EXERCISE PROMPT |
In the passage about insurers suing Chicago, condense the paragraph beginning "In a lawsuit filed" into a short bulleted list that keeps its main facts.

+++ PASSAGE PROVIDED +++

The insurance industry has been warning of huge coming losses due to climate change, but has not taken aggressive action to force change.

Until now?

In a lawsuit filed in Illinois state court on April 16, 2014, some property insurers sued the City of Chicago and a host of regional and municipal water managers for failure to provide adequate stormwater storage.  The class action suit alleges that the plaintiffs’ insureds would not have suffered so much flood damage from a 2013 storm had the defendants exercised better planning and construction to deal with foreseeable storms.

Notably, the plaintiff insurers rely heavily on the 2008 Chicago Climate Action Plan.  The plan recognized that climate change would cause increased amounts, durations and intensities of rainfall.  Plaintiffs allege that despite the foreseen problem and having had adequate time and opportunity, the defendants failed to make the recommended and necessary improvements, leading to the injuries to the insureds’ properties.

+++ RECORDS PROVIDED +++

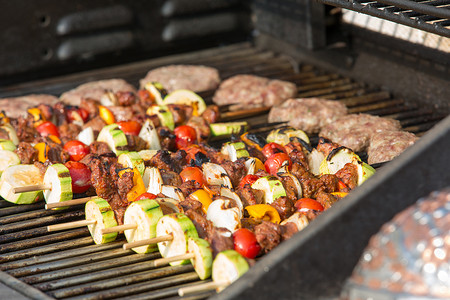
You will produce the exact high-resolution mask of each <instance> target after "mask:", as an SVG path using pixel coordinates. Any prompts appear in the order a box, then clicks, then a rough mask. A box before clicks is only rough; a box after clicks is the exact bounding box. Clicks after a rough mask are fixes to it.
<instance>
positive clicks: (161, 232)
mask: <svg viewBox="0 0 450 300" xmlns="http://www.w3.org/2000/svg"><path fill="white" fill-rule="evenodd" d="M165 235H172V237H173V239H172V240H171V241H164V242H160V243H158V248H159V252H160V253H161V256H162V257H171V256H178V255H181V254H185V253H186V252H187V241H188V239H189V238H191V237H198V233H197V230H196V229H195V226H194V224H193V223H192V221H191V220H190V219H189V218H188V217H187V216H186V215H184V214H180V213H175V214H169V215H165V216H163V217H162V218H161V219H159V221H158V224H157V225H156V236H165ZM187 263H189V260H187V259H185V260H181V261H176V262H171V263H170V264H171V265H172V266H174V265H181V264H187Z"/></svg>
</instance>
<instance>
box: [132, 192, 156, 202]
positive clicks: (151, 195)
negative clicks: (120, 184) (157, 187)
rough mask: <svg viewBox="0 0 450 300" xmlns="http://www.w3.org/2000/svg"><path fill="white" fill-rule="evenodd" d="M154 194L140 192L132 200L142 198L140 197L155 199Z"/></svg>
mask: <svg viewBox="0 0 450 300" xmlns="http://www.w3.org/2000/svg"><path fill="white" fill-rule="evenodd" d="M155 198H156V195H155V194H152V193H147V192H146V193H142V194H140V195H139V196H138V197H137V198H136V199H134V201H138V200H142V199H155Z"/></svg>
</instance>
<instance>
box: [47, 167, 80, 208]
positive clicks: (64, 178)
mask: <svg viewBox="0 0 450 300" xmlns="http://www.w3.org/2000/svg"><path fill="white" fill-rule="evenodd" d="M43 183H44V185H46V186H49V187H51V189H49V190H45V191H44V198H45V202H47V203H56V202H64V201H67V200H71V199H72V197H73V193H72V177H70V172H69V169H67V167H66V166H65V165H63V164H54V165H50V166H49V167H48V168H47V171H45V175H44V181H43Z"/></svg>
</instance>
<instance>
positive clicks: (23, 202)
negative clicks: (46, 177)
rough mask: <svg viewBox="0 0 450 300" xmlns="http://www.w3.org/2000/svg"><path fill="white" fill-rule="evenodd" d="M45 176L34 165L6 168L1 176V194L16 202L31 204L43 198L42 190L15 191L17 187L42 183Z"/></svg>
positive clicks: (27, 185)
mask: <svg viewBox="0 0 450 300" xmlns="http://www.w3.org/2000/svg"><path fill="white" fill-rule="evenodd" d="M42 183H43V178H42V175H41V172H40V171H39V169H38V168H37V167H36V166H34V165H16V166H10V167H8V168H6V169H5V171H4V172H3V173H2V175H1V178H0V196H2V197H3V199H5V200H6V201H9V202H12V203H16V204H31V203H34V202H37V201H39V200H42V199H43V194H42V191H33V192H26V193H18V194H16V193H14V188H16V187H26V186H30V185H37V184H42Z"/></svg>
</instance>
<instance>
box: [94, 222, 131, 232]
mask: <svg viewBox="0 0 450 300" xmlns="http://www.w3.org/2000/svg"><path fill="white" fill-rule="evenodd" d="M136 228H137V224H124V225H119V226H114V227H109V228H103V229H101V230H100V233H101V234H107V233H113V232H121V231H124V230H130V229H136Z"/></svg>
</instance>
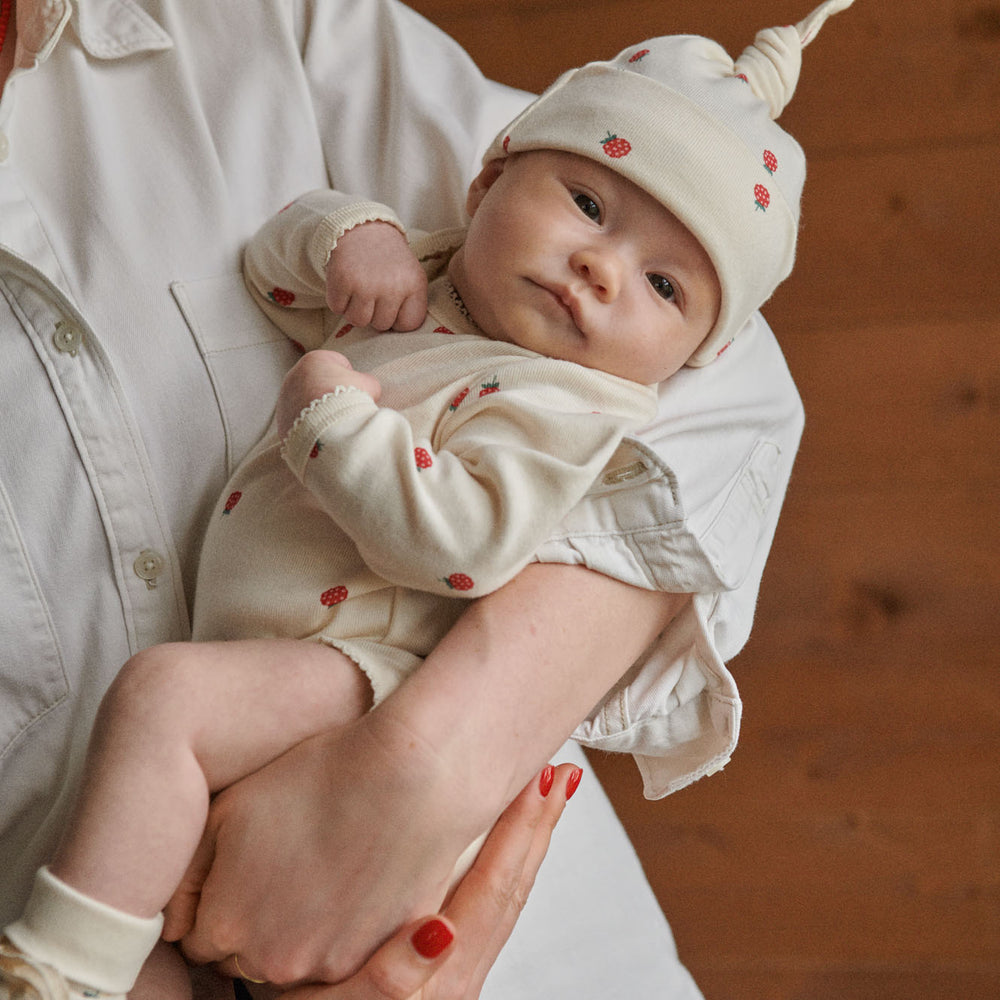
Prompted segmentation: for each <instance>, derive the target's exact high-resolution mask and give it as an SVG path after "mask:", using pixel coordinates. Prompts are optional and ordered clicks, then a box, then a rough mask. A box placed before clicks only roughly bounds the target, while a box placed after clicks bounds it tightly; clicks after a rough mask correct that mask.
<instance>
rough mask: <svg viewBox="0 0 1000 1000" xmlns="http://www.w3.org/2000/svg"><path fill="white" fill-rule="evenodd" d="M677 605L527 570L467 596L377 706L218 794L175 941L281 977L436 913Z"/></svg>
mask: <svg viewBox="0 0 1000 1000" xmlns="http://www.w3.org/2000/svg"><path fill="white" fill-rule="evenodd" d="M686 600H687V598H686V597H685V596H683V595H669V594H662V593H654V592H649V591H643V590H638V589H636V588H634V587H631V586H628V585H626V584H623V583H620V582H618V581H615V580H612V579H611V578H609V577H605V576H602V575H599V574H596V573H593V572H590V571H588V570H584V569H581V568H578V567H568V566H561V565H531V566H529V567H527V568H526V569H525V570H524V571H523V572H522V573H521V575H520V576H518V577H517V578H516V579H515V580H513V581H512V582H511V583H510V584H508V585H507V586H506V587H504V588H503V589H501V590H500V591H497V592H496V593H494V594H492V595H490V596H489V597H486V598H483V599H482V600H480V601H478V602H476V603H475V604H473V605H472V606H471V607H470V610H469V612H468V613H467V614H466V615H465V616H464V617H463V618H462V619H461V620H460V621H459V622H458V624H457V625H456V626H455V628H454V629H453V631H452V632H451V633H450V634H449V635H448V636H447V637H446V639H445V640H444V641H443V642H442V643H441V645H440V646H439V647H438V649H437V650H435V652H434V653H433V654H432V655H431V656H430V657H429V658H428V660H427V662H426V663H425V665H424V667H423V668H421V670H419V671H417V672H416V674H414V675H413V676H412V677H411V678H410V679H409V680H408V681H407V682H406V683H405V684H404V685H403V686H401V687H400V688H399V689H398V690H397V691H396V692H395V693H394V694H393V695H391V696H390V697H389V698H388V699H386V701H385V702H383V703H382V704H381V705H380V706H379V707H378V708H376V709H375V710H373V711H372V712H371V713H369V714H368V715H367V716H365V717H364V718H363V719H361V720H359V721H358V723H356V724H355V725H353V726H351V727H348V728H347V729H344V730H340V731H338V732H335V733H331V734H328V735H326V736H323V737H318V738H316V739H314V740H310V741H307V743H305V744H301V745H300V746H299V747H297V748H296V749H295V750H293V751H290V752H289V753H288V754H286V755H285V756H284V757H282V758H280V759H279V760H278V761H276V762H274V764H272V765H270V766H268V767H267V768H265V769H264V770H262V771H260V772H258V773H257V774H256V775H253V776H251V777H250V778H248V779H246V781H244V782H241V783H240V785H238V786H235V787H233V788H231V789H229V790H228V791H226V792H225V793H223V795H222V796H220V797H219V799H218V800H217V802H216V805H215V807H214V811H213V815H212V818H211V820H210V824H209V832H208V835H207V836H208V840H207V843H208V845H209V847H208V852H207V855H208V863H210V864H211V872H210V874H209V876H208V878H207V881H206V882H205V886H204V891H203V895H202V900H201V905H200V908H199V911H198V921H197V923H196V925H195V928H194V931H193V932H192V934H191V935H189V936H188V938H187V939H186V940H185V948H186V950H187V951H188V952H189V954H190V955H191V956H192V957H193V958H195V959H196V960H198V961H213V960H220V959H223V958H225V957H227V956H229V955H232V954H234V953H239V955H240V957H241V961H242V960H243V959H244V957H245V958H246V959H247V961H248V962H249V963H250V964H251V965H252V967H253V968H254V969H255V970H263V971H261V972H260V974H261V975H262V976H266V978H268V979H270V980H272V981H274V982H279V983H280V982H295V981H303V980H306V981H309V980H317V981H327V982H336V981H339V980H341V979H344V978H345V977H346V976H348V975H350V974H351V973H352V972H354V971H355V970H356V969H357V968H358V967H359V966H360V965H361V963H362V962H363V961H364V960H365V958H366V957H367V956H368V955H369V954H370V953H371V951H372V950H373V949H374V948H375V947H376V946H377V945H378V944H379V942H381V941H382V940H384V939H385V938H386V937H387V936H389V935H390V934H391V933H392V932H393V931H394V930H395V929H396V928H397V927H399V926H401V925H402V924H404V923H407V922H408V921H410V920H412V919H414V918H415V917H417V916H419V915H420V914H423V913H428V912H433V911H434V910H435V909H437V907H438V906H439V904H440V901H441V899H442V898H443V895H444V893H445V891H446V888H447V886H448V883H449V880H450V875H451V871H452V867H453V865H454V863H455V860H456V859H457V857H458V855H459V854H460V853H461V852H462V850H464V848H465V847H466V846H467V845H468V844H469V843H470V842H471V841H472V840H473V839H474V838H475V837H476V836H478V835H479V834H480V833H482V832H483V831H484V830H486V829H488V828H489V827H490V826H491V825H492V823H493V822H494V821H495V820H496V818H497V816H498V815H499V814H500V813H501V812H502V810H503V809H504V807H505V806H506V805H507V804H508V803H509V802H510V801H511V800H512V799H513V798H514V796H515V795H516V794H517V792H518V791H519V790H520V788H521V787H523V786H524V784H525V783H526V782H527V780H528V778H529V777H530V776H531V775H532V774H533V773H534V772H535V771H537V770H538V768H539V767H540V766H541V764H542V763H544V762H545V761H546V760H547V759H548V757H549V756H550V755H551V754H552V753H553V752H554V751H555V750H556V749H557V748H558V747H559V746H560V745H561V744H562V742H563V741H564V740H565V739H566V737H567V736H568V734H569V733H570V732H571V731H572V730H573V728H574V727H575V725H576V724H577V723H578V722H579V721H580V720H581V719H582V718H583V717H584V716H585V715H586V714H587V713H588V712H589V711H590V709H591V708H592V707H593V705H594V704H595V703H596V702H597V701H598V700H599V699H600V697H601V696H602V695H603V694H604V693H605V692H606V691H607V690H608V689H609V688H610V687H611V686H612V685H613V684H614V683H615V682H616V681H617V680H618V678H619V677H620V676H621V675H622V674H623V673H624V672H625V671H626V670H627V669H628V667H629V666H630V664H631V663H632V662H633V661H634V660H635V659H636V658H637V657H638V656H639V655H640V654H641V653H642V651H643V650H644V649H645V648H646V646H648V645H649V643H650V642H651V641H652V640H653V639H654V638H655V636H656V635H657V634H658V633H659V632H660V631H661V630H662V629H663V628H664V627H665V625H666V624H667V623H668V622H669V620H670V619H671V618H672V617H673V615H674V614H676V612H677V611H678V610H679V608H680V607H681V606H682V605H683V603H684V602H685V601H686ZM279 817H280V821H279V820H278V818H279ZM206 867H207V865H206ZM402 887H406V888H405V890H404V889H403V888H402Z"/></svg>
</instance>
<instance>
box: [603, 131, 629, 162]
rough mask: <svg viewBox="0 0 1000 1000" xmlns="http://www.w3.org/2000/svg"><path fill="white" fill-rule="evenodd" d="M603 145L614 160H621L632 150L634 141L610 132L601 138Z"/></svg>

+++

EXPECTED ANSWER |
- Filed April 16, 2014, in Illinois state court
- Plaintiffs: some property insurers, in a class action
- Defendants: the City of Chicago and many regional and municipal water managers
- Claim: failure to provide adequate stormwater storage
- Allegation: with better planning and construction for foreseeable storms, the defendants would have spared the insureds much of the flood damage from a 2013 storm